→ Exercise aim
Reproduce the full listing below unchanged, apart from the pictures.

→ Supplied records
— Begin —

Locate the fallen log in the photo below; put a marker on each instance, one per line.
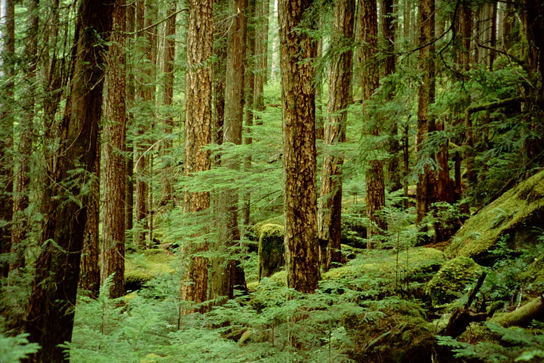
(533, 310)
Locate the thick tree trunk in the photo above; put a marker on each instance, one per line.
(425, 123)
(89, 277)
(168, 99)
(6, 129)
(129, 145)
(24, 148)
(52, 303)
(375, 185)
(330, 211)
(112, 257)
(198, 119)
(224, 266)
(299, 150)
(394, 172)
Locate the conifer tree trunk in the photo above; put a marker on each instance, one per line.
(112, 257)
(375, 186)
(330, 211)
(261, 54)
(224, 267)
(425, 123)
(198, 119)
(52, 303)
(219, 72)
(89, 277)
(130, 100)
(6, 128)
(249, 105)
(299, 150)
(394, 172)
(168, 98)
(24, 147)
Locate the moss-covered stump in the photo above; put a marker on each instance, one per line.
(450, 282)
(512, 216)
(380, 273)
(140, 268)
(391, 331)
(271, 250)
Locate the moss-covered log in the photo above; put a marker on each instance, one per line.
(533, 310)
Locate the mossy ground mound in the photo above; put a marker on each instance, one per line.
(393, 330)
(511, 216)
(377, 271)
(450, 282)
(142, 267)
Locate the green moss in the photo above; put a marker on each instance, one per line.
(413, 264)
(520, 207)
(449, 283)
(271, 249)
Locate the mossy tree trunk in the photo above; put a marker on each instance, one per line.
(299, 150)
(112, 258)
(425, 122)
(330, 211)
(51, 309)
(6, 129)
(374, 175)
(24, 147)
(224, 267)
(198, 134)
(167, 100)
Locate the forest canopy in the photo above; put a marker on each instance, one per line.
(271, 180)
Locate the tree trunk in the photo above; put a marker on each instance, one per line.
(299, 150)
(89, 277)
(168, 98)
(388, 31)
(6, 129)
(51, 312)
(112, 258)
(224, 266)
(198, 119)
(330, 211)
(130, 101)
(425, 123)
(375, 185)
(24, 148)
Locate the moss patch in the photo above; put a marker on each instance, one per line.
(140, 268)
(449, 283)
(378, 270)
(271, 250)
(514, 213)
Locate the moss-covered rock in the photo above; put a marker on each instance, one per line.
(449, 283)
(379, 271)
(391, 331)
(511, 216)
(140, 268)
(271, 250)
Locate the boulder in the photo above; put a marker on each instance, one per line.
(512, 217)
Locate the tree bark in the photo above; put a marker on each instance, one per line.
(112, 258)
(425, 122)
(299, 150)
(198, 119)
(89, 277)
(330, 209)
(168, 99)
(6, 129)
(24, 148)
(394, 171)
(375, 184)
(224, 266)
(52, 303)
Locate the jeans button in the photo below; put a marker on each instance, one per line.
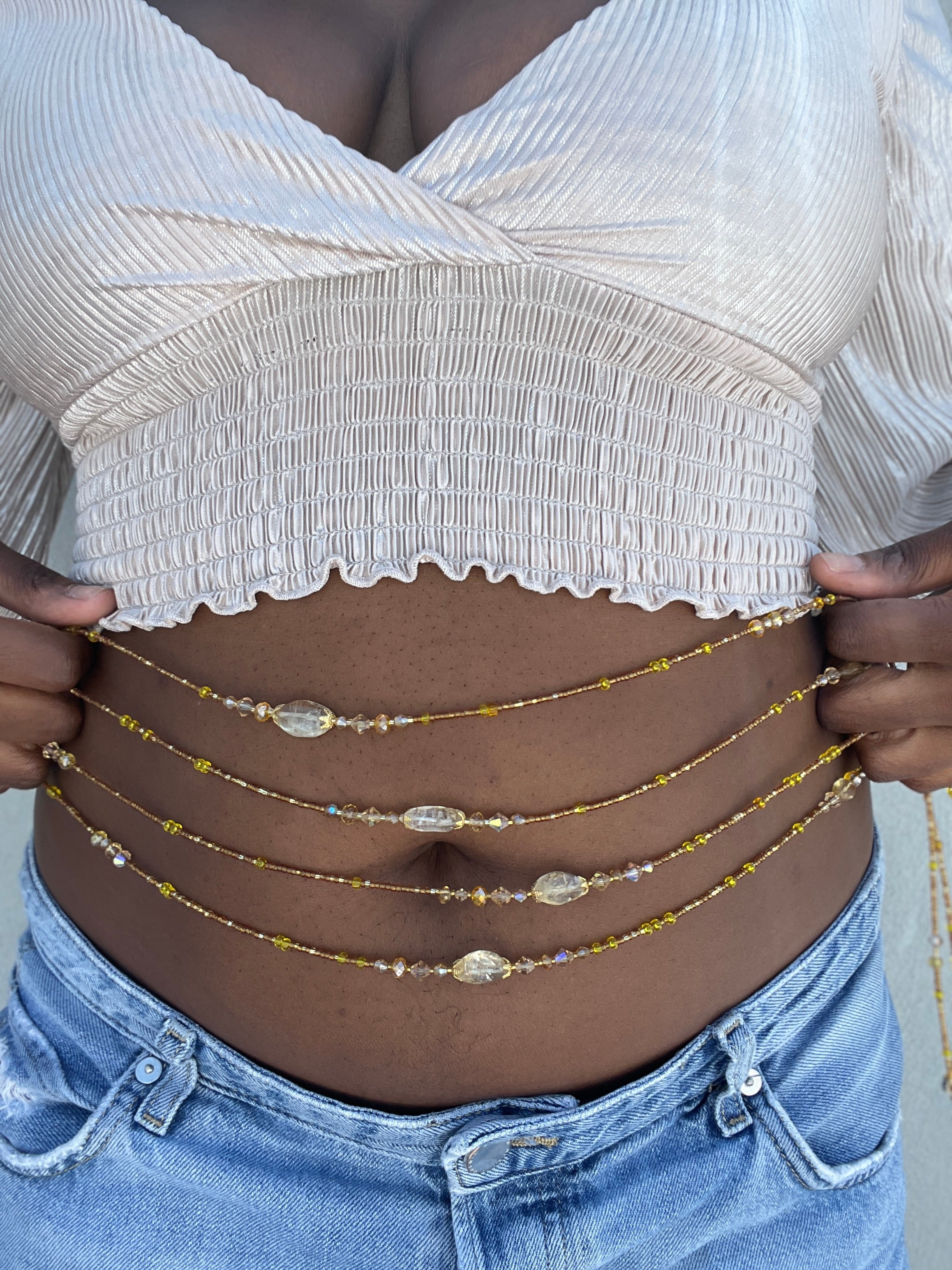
(487, 1156)
(148, 1071)
(753, 1084)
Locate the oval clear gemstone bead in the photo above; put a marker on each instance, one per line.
(559, 888)
(304, 718)
(481, 967)
(434, 820)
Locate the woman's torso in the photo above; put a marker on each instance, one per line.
(445, 644)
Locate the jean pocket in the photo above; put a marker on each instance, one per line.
(46, 1128)
(809, 1169)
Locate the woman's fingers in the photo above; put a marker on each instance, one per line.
(885, 700)
(921, 759)
(41, 657)
(892, 630)
(36, 592)
(32, 718)
(907, 568)
(21, 767)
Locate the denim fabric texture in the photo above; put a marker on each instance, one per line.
(131, 1140)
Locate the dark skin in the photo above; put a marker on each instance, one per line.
(386, 79)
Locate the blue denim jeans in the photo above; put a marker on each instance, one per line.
(132, 1140)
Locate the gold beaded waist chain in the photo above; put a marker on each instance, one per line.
(554, 888)
(313, 719)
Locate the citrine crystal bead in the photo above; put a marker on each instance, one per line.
(481, 967)
(559, 888)
(304, 718)
(434, 820)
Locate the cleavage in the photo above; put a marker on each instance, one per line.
(385, 78)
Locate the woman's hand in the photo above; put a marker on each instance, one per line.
(907, 713)
(40, 665)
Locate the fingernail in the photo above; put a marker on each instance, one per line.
(842, 564)
(79, 591)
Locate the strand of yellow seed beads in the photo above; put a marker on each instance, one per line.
(557, 887)
(314, 719)
(938, 883)
(481, 966)
(446, 820)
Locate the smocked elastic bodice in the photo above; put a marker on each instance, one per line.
(585, 340)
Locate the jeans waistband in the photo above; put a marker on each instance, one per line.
(749, 1033)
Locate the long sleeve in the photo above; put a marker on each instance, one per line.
(884, 454)
(35, 474)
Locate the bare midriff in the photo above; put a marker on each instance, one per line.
(437, 644)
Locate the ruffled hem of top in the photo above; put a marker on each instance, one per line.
(226, 604)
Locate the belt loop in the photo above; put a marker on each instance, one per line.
(174, 1047)
(740, 1045)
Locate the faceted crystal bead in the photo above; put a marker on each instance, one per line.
(481, 967)
(559, 888)
(304, 718)
(434, 820)
(845, 789)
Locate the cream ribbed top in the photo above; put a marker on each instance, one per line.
(602, 333)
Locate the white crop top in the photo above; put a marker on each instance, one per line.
(607, 332)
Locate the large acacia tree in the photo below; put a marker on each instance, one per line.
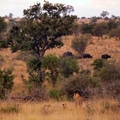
(42, 29)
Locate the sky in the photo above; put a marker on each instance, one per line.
(82, 8)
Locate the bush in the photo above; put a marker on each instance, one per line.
(51, 66)
(97, 64)
(81, 83)
(6, 82)
(69, 65)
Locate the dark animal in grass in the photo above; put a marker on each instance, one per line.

— End —

→ Exercise answer
Locate the fallen log in the photo below; put a marker on each instance, one per line.
(533, 310)
Locate the thick tree trunk in the photo above; put a marker on each instance, one per line.
(425, 123)
(89, 277)
(168, 99)
(6, 129)
(129, 145)
(24, 148)
(52, 303)
(375, 185)
(330, 211)
(112, 257)
(198, 119)
(224, 266)
(299, 150)
(394, 172)
Locate the conifer tree trunk in the photo above; put a marker on each instance, one per line.
(112, 257)
(375, 186)
(330, 211)
(261, 54)
(224, 267)
(425, 123)
(198, 119)
(52, 303)
(219, 72)
(89, 277)
(130, 100)
(6, 128)
(249, 105)
(299, 150)
(394, 172)
(168, 98)
(24, 147)
Locate the moss-covered stump in the photo above; put a marker on each instance, one per line.
(450, 282)
(512, 216)
(380, 273)
(140, 268)
(391, 331)
(271, 250)
Locate the moss-covered log in the photo above; put a marker on each instance, one per line.
(533, 310)
Locate the mossy ground mound in the photo above; put a marker on each instance, one per line.
(393, 330)
(511, 216)
(377, 271)
(450, 282)
(142, 267)
Locate the green moss in the photo above; put a marker on each instance, one per line.
(413, 264)
(520, 207)
(449, 283)
(271, 249)
Locate the mossy tree trunk in the photo above; put a marker on each instance, one per line.
(299, 150)
(112, 258)
(425, 122)
(330, 211)
(51, 309)
(6, 129)
(374, 175)
(24, 147)
(224, 267)
(198, 134)
(167, 100)
Locate the forest canopy in the photo above; put a marker on each instance, one per line.
(271, 180)
Locate the tree trunk in the photo above; put a marker on each instance, one per line.
(299, 150)
(89, 277)
(168, 98)
(388, 31)
(6, 129)
(51, 312)
(112, 258)
(224, 266)
(198, 119)
(330, 211)
(130, 101)
(425, 123)
(375, 185)
(24, 148)
Locate the moss patch in the photo above; put a marker on each instance, one per line.
(140, 268)
(449, 283)
(378, 270)
(271, 250)
(514, 213)
Locate the moss-covered rock in the photo above; put a marker on each instance, one per line.
(449, 283)
(379, 271)
(391, 331)
(511, 216)
(140, 268)
(271, 250)
Locate the boulder in the photo above; put a marker on each instance, one per line.
(512, 217)
Locate the tree bark in the photo above; put a marker on each instance, one per line.
(112, 258)
(425, 122)
(299, 150)
(198, 119)
(89, 277)
(330, 209)
(168, 99)
(6, 129)
(24, 148)
(394, 171)
(375, 184)
(224, 266)
(52, 303)
Locate the jeans button in the photo below; put a marker on each instance, one per line.
(487, 1156)
(148, 1071)
(753, 1084)
Locate the oval clear gemstone bead in the photo above; put a marker on each instance, one per line.
(559, 888)
(304, 718)
(481, 967)
(434, 820)
Locate the woman's torso in the photo above; put a marker on each instance, one per line.
(445, 644)
Locate the jean pocket in the photo above; put a marker on each instance, one per line.
(46, 1128)
(809, 1169)
Locate the woman's fingers in the photo above; put a marker on each instance, one per line.
(885, 700)
(921, 759)
(41, 657)
(892, 630)
(36, 592)
(32, 718)
(907, 568)
(21, 767)
Locate the denim fabric texture in the photo above; put a marker on each instance, one per line.
(131, 1140)
Locate the dark skin in the photo above; put a marker on each instance, one per line.
(386, 79)
Locate the blue denim jeans in the photo above; put a marker on each instance, one per line.
(132, 1140)
Locate the gold beaded waist chain in the photo above; put a marker on each instance, one per line.
(554, 888)
(313, 719)
Locate the citrine crystal bead in the photo above; put a marker on each instance, one per line.
(481, 967)
(559, 888)
(304, 718)
(434, 820)
Locate the cleavage in the photo above; put a marker on each instance, one per line.
(385, 78)
Locate the woman's hand in the photo above; put a marker on each instance, one per line.
(907, 713)
(40, 665)
Locate the fingernail in the photo above; put a marker on each instance, one per line.
(842, 564)
(79, 591)
Locate the strand of yellow seed beads in the photo above; put a marker on each instance, one per line.
(557, 887)
(314, 719)
(938, 883)
(481, 966)
(446, 820)
Locate the smocked elastic bodice in the photo above; put a marker on each instance, one per line.
(585, 340)
Locate the jeans waistband in the photo above; put a marker on each instance, one per line.
(749, 1033)
Locate the long sleeve in the photo above; put a marker on each instance, one per line.
(884, 454)
(35, 474)
Locate the bare midriff in the photo above; put a marker on each instance, one per line.
(437, 644)
Locate the ruffled hem of top in the photo above; put a marker on each instance, one per line.
(226, 604)
Locate the belt loop in the photo above; put a marker on each instance, one per line.
(174, 1047)
(740, 1045)
Locate the faceted crystal bead in the photo above; put a marker on each instance, one per line.
(481, 967)
(559, 888)
(304, 718)
(434, 820)
(845, 789)
Locate the cream ribbed top in the photo above; put a marker on each instance, one per line.
(602, 333)
Locate the white crop top in the photo above; put a marker on each instance, one per line.
(607, 332)
Locate the large acacia tree in the photo below; put a marker on each instance, one per line.
(42, 29)
Locate the sky in the photo above; put a marker on each instance, one per line.
(82, 8)
Locate the bush in the photo above; put a marker on each instance, one per line.
(51, 66)
(97, 64)
(81, 83)
(6, 82)
(69, 65)
Locate the dark animal in grass in the photo above; put a marker on each instance, one per line.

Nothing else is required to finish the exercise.